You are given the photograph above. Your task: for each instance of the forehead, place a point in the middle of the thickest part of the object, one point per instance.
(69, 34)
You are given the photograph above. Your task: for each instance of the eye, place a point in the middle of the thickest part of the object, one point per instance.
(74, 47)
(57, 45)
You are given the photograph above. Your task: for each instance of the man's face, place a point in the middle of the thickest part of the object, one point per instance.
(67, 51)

■ ■ ■ ■

Each of the entries must be set down again exactly.

You are given the photograph above. Your task: for each instance of the forehead, place a point in the middle of the thickest part of the object, one point per instance.
(69, 34)
You are given the photograph above. Your task: for each instance of the eye, place a point in the middle of the thickest part of the object, one point per instance.
(74, 47)
(57, 45)
You are given the photograph above. Your task: for each instance of the man's face, place a point in the middle of the thickest part of the object, one point per instance.
(67, 51)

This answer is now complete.